WHAT IS BEING ASKED:
Skip the pictures. Repeat everything else in the records word for word.
━━━━━ RECORD SET
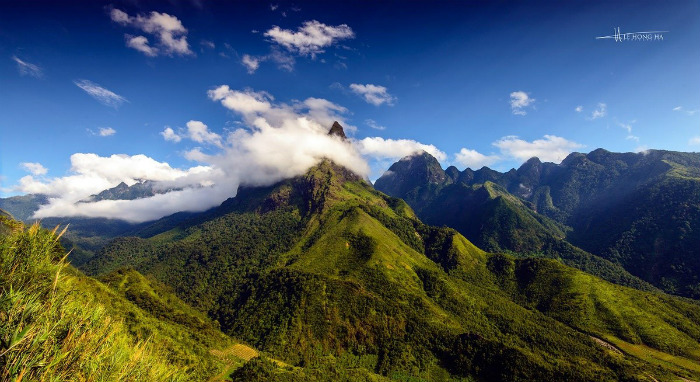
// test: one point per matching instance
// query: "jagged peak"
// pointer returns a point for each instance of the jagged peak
(338, 131)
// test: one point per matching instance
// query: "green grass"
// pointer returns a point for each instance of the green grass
(58, 325)
(333, 277)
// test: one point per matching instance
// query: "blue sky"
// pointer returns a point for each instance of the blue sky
(484, 83)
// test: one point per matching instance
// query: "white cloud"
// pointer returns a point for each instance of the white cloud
(600, 112)
(283, 61)
(171, 34)
(280, 141)
(251, 63)
(34, 168)
(519, 101)
(642, 150)
(381, 148)
(474, 159)
(28, 69)
(252, 105)
(140, 43)
(550, 149)
(91, 174)
(104, 96)
(199, 133)
(106, 131)
(170, 135)
(626, 126)
(689, 112)
(373, 124)
(374, 94)
(310, 38)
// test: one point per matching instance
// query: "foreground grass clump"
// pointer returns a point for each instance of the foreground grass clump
(50, 332)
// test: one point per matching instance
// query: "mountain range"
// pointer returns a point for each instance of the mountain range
(639, 211)
(428, 275)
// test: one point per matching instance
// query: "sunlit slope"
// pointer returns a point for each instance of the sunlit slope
(58, 324)
(324, 272)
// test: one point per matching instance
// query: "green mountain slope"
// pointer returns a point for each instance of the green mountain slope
(327, 274)
(58, 324)
(491, 217)
(641, 211)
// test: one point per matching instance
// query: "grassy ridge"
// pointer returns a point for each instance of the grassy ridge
(352, 284)
(57, 324)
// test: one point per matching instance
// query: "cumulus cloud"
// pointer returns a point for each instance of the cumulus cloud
(141, 44)
(207, 44)
(474, 159)
(251, 63)
(373, 124)
(310, 38)
(199, 132)
(374, 94)
(170, 135)
(106, 131)
(277, 141)
(252, 105)
(34, 168)
(519, 101)
(102, 95)
(28, 69)
(91, 173)
(282, 60)
(167, 29)
(689, 112)
(380, 148)
(600, 112)
(626, 126)
(550, 149)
━━━━━━━━━━
THE OUTPUT:
// test: one point per matching instance
// query: "jagged peak"
// pointer returns a point for each instance of the jagged peak
(338, 131)
// test: one point per matching instance
// query: "green grass"
// pointer returns a point for each instance of the green grass
(58, 325)
(333, 277)
// test: one point per matching instance
// query: "blue sky"
// pointer returns a point for each instance of the blue sky
(484, 83)
// test: one point per matching instance
// query: "white cloud"
// pointer returns a point for each instance of the white cloud
(600, 112)
(283, 61)
(171, 34)
(280, 141)
(251, 63)
(34, 168)
(519, 101)
(642, 150)
(381, 148)
(474, 159)
(28, 69)
(252, 105)
(140, 43)
(550, 149)
(91, 174)
(104, 96)
(199, 133)
(106, 131)
(170, 135)
(626, 126)
(689, 112)
(373, 124)
(374, 94)
(310, 38)
// test: one point per matching instance
// query: "foreground grass clump"
// pointer returns a point for each instance of the foreground grass clump
(50, 332)
// test: one point per matching instance
// query: "mountain range"
// pointer returns a point for each instance of the mountain range
(639, 211)
(428, 275)
// test: one point per matching instance
// query: "sunlit slope"
// pointer returns a point for each instance of the sunlit slope
(58, 324)
(324, 272)
// test: one point per matching instance
// query: "green mountain slope"
// pointer returns a point for each instance of the green mountain slope
(327, 274)
(58, 324)
(491, 217)
(641, 211)
// test: one point per matching instance
// query: "grassy ridge"
// pointer returns a point for each instance of the grassy ridge
(352, 284)
(57, 324)
// test: one point per matching instance
// query: "cumulus cloud"
// pointer returns a point for each instance of the cumulus cloud
(141, 44)
(207, 44)
(474, 159)
(251, 63)
(373, 124)
(310, 38)
(199, 132)
(374, 94)
(170, 135)
(106, 131)
(277, 141)
(252, 105)
(34, 168)
(519, 101)
(102, 95)
(28, 69)
(91, 173)
(282, 60)
(167, 29)
(689, 112)
(380, 148)
(600, 112)
(626, 126)
(550, 149)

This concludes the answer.